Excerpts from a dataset

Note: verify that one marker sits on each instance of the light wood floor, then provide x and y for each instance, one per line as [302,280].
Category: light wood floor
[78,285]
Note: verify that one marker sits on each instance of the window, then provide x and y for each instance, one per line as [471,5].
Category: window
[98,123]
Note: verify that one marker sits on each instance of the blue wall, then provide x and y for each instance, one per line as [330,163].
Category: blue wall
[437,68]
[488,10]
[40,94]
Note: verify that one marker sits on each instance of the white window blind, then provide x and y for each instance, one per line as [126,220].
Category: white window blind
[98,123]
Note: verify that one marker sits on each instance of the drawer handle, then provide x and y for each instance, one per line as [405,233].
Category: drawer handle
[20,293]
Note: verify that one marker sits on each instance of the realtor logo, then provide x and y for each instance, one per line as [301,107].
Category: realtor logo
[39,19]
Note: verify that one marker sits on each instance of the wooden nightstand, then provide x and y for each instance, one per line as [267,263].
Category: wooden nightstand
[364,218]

▶ [Exercise goal]:
Make an exact copy of every line in the data.

▶ [Expected answer]:
Note: verify that one marker sits on each instance of the light wood floor, then provide x and y for each instance, one per line as [302,280].
Category: light wood floor
[78,285]
Note: verify that one marker sits on each instance of the window, then provide x and y for each instance, one per line as [471,5].
Category: window
[98,123]
Note: verify that one marker sits on each instance of the blue wall, then provide x and y for each instance, one per line as [330,163].
Category: blue wall
[437,68]
[488,10]
[40,94]
Note: verify that one marker sits on each instance of the white window blind, then provide x and y for each instance, one per line as [126,220].
Category: white window blind
[98,123]
Note: verify that one marker sits on each instance of the drawer handle, then provide x and y for each instance, one per line as [405,233].
Category: drawer handle
[20,293]
Note: verify that one marker sits on each instance of the realtor logo, then provide x and y for each instance, one per line as [301,107].
Category: realtor logo
[39,19]
Note: verify that one marker sits on each instance of the wooden nightstand, then provide x and y for each instance, one per line as [267,263].
Category: wooden nightstand
[364,218]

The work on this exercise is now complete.